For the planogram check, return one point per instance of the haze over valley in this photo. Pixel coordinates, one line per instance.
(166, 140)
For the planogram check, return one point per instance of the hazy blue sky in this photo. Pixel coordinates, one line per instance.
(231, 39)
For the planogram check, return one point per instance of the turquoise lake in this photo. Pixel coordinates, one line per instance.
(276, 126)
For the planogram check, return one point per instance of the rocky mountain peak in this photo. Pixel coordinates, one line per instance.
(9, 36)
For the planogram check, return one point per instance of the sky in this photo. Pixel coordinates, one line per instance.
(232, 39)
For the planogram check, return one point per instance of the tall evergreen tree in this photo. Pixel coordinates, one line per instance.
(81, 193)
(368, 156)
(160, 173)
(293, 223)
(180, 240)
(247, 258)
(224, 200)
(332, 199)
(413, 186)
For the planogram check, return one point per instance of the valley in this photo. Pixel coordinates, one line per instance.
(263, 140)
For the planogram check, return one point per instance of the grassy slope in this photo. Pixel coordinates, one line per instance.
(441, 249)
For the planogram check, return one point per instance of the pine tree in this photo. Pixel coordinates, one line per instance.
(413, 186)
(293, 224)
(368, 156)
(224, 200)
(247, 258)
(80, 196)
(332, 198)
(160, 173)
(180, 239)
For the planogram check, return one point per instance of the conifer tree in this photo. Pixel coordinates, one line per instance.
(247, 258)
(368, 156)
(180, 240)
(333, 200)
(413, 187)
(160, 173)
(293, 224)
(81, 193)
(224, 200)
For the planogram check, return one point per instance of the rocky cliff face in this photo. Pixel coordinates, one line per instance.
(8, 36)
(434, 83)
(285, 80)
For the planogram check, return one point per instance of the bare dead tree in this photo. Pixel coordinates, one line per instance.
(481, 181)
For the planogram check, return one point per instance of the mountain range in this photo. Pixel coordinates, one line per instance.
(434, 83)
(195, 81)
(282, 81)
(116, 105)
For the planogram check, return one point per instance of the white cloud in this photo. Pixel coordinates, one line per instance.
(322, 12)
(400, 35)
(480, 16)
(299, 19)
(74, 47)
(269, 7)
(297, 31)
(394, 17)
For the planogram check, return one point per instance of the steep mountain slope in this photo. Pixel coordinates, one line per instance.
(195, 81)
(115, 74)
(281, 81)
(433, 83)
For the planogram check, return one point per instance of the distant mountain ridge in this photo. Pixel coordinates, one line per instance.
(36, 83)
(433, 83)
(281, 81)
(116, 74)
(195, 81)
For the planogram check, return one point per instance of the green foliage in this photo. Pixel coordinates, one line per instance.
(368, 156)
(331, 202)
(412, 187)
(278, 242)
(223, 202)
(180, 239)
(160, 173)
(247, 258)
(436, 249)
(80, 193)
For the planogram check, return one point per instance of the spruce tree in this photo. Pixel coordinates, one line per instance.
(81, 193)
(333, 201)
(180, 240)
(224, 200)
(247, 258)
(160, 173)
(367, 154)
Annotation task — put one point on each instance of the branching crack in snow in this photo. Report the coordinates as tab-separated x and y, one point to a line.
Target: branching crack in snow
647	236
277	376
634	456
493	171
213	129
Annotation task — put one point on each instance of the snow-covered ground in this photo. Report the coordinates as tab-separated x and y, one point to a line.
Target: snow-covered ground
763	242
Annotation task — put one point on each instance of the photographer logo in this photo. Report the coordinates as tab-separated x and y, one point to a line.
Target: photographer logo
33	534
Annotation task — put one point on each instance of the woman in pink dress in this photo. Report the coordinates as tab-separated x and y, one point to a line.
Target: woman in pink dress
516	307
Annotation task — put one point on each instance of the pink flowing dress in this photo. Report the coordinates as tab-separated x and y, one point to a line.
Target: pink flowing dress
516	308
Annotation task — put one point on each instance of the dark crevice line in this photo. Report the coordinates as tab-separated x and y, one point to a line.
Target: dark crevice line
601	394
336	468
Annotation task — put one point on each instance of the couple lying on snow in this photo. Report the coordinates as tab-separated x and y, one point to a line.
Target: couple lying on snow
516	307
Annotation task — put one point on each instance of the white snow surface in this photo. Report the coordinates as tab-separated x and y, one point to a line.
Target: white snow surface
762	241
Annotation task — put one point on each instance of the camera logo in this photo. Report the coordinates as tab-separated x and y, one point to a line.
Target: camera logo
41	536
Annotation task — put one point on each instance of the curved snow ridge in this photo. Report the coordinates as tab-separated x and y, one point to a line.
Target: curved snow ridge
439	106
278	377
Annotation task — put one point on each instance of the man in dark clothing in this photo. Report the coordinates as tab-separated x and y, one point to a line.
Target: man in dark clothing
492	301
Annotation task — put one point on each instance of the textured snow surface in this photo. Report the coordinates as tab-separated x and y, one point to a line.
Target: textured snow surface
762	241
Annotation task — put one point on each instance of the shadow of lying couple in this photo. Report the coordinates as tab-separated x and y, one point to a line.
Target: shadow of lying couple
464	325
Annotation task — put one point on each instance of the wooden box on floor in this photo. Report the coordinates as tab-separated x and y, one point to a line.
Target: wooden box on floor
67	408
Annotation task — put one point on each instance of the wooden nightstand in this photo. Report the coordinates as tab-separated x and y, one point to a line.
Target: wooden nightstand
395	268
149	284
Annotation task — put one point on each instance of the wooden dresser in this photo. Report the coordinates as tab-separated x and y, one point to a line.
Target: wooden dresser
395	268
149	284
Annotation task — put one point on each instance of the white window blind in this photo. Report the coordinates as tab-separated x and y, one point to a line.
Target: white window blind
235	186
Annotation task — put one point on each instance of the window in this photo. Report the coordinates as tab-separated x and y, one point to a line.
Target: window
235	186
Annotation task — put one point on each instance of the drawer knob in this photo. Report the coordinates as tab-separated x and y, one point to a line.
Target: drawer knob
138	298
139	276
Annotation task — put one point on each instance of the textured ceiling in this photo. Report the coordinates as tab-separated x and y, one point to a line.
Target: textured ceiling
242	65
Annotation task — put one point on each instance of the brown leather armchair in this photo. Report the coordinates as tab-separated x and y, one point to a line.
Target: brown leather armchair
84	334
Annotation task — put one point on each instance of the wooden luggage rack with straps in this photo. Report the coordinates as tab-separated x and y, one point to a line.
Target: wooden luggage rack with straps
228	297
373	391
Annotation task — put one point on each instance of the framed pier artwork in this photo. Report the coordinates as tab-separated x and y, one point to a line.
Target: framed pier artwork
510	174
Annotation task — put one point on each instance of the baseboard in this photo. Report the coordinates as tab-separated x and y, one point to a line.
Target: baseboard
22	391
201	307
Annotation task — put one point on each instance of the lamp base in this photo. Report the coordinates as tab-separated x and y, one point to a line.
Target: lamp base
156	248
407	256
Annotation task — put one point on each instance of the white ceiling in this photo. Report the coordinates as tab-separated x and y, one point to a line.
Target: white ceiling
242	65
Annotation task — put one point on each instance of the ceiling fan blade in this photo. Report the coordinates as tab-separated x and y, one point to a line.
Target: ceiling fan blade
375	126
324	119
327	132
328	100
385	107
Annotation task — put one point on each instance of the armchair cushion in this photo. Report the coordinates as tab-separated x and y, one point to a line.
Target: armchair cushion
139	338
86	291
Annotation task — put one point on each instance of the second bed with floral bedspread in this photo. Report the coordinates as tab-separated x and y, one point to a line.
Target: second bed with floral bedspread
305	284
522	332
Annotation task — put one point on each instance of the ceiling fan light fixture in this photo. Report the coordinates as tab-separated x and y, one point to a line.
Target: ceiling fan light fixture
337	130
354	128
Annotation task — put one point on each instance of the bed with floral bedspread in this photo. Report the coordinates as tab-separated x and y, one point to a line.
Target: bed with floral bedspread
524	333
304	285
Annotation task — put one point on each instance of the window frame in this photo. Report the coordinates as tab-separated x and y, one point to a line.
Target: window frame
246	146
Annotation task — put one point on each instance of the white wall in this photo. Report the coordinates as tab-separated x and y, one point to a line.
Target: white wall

==========

EXERCISE BRIEF → Repeat every line of the records above exactly.

RESULT FOR THIS TASK →
For the planogram check, return one point per instance of the haze over valley in this photo. Pixel coordinates, one line per instance.
(166, 140)
For the planogram check, return one point per instance of the hazy blue sky in this photo. Pixel coordinates, one line per instance.
(231, 39)
For the planogram check, return one point per instance of the turquoise lake in this photo. Pixel coordinates, one line per instance.
(276, 126)
For the planogram check, return one point per instance of the rocky mountain peak in this photo. Pixel coordinates, one line per instance.
(9, 36)
For the planogram check, return one point per instance of the sky in this photo. Pixel coordinates, one line per instance.
(232, 39)
For the planogram check, return one point per instance of the tall evergreen tree in this photo. Pixel coordinates, one line per instance.
(81, 193)
(368, 156)
(160, 173)
(293, 223)
(180, 240)
(247, 258)
(224, 200)
(332, 199)
(413, 186)
For the planogram check, return one point per instance of the valley in this photo. Pixel coordinates, one line per instance.
(263, 140)
For the planogram check, return one point per instance of the grassy slope in this photo. Pixel coordinates, one line per instance.
(441, 249)
For the planogram check, return one point per instance of the pine tree in this photo. Pixel coordinates, one line per instance.
(413, 186)
(293, 224)
(368, 156)
(224, 200)
(247, 258)
(80, 196)
(332, 198)
(160, 173)
(180, 239)
For the planogram check, return one point per instance of the conifer tree in this photo. Pixel coordinates, one line per instance.
(247, 258)
(368, 156)
(180, 240)
(333, 200)
(413, 187)
(160, 173)
(293, 224)
(81, 193)
(224, 200)
For the planogram check, return one point per instance of the rocky cliff face in this photo. Pixel coordinates, one line per instance.
(8, 36)
(434, 83)
(285, 80)
For the planogram check, return one point per instance of the bare dead tree in this photo. Pixel coordinates, one line per instance.
(481, 181)
For the planogram check, return one point per instance of the mountain range in this photo. Pixel coordinates, one line per instance.
(434, 83)
(195, 81)
(282, 81)
(116, 105)
For the planogram check, return one point per instance of the white cloud in this photo. Pixel coordinates, one line per instance.
(322, 12)
(400, 35)
(480, 16)
(299, 19)
(74, 47)
(269, 7)
(297, 31)
(394, 17)
For the planogram check, return one point per instance of the steep mountain slope in this photo. Pixel coordinates, one line per instance.
(195, 81)
(115, 74)
(281, 81)
(433, 83)
For the planogram check, return one point per instance of the distant mountain ridge in this photo. Pixel coordinates, one line per instance.
(36, 83)
(433, 83)
(281, 81)
(116, 74)
(195, 81)
For the planogram check, return one point per instance of the green foliage in this photo. Pixel coordinates, one line per instance.
(368, 156)
(331, 202)
(412, 187)
(278, 242)
(223, 202)
(180, 239)
(160, 173)
(247, 258)
(436, 249)
(80, 193)
For the planogram check, return one point per instance of the spruce tree in this photo. Pixel coordinates, one line per instance.
(81, 193)
(333, 201)
(180, 240)
(224, 200)
(247, 258)
(160, 173)
(367, 154)
Annotation task — put one point on each instance of the branching crack in snow in this photo. Report the coordinates as tab-separated x and y, one point to a line.
Target: branching crack in snow
647	236
277	376
634	456
493	171
213	129
Annotation task — put one point on each instance of the snow-covered ground in this photo. Report the coordinates as tab-separated x and y, one point to a line.
Target: snow-covered ground
763	242
Annotation task — put one point on each instance of the photographer logo in this photo. Report the coordinates as tab-separated x and y, one point to a line.
Target: photographer logo
33	534
Annotation task — put one point on each instance of the woman in pink dress in this photo. Report the coordinates as tab-separated x and y, one point to a line.
Target: woman in pink dress
516	307
Annotation task — put one point on each instance of the pink flowing dress in this photo. Report the coordinates as tab-separated x and y, one point to a line.
Target: pink flowing dress
516	308
Annotation task — put one point on each instance of the dark crevice line in this photo. Report the coordinates as tab-separated x and y, one point to a line.
Target: dark crevice line
601	394
336	468
Annotation task — put one point on each instance of the couple lying on snow in this photo. Report the coordinates as tab-separated x and y, one point to a line.
Target: couple lying on snow
516	307
Annotation task — put one point on each instance of the white snow surface in this photo. Report the coordinates as tab-separated x and y, one point to a line.
Target: white snow surface
762	241
Annotation task — put one point on each instance of the camera logo in this photo. Report the coordinates as tab-separated x and y, one point to a line.
Target: camera logo
41	536
Annotation task — put one point on each instance of the curved snow ridge in this photo. Report the coordinates as tab-separated x and y, one point to a line.
Target: curved snow ridge
439	106
278	377
Annotation task — put one point on each instance of the man in dark clothing in this photo. Report the coordinates as tab-separated x and y, one point to a line.
Target: man in dark clothing
492	301
Annotation task — put one point on each instance of the textured snow surface in this photo. Report the coordinates as tab-separated x and y, one point to a line.
Target: textured snow surface
762	241
Annotation task — put one point on each instance of the shadow of lying couple in this photo. Report the coordinates as tab-separated x and y, one point to a line.
Target: shadow of lying couple
464	325
Annotation task — put one point on each instance of the wooden box on floor in this photo. Report the coordinates as tab-separated x and y, one point to a line.
Target: wooden box on floor
67	408
Annotation task — put one point on each instance of the wooden nightstand in this photo. Report the coordinates as tab-separated x and y, one point to a line.
Target: wooden nightstand
395	268
149	284
Annotation task — put one point on each instance of the wooden dresser in this photo. Report the coordinates as tab-separated x and y, one point to a line.
Target: wooden dresser
395	268
149	284
Annotation task — put one point on each instance of the white window blind in this photo. Report the coordinates as tab-separated x and y, one point to a line.
Target: white window blind
235	186
Annotation task — put one point on each instance of the window in this photo. Report the coordinates as tab-separated x and y, one point to a line.
Target: window
235	186
Annotation task — put one point on each instance of the drawer knob in this photo. Report the coordinates as tab-separated x and y, one point to a line.
Target: drawer knob
138	298
139	276
Annotation task — put one point on each instance of the textured ceiling in this photo. Report the coordinates as tab-separated x and y, one point to a line.
Target: textured ceiling
242	65
Annotation task — put one point on each instance of the brown leather armchair in this photo. Report the coordinates as tab-separated x and y, one point to a line.
Target: brown leather armchair
84	334
Annotation task — put one point on each instance of the wooden luggage rack with straps in this photo. Report the coordinates as tab-separated x and y, one point to a line.
Target: wooden luggage rack with straps
228	297
373	391
Annotation task — put one point on each instance of the framed pier artwork in this photo. Report the coordinates as tab-separated x and y, one point to a line.
Target: framed pier artwork
510	174
Annotation task — put one point on each instance of the baseboard in this photo. Report the coordinates as tab-separated x and y, one point to a line.
Target: baseboard
22	391
201	307
Annotation task — put one point on each instance of the lamp base in this photo. Report the coordinates as tab-separated x and y, one point to a line.
Target: lamp base
156	248
407	256
Annotation task — put one point on each instance of the white ceiling in this photo. Report the coordinates as tab-separated x and y, one point to a line.
Target: white ceiling
242	65
Annotation task — put one point on each instance of the ceiling fan blade in this photo. Report the coordinates as tab-separated x and y, one point to a line.
Target: ceiling fan blade
375	126
324	119
327	132
328	100
385	107
Annotation task — put one point on each instance of the armchair cushion in this photo. Report the coordinates as tab-separated x and y, one point to a line.
Target: armchair cushion
139	338
86	291
Annotation task — put one point on each instance of the second bed with floral bedspread in this photo. Report the coordinates as tab-separated x and y, one point to a line.
Target: second bed with floral bedspread
305	284
522	332
Annotation task — put one point on each instance of the ceiling fan light fixture in this photo. Report the coordinates as tab-separated x and y, one point to a line.
Target: ceiling fan light fixture
337	130
354	128
Annotation task — put one point on each instance of the bed with floral bedspread in this photo. Report the coordinates as tab-separated x and y, one point to a line.
Target: bed with floral bedspread
524	333
304	285
Annotation task — put one point on each instance of the window frame in this photo. Report the coordinates as tab-separated x and y, one point to a line.
Target: window frame
246	146
Annotation task — put one point on each instance of the white wall in this photo. Report the coordinates as tab-separated x and y, one point to a line.
Target: white wall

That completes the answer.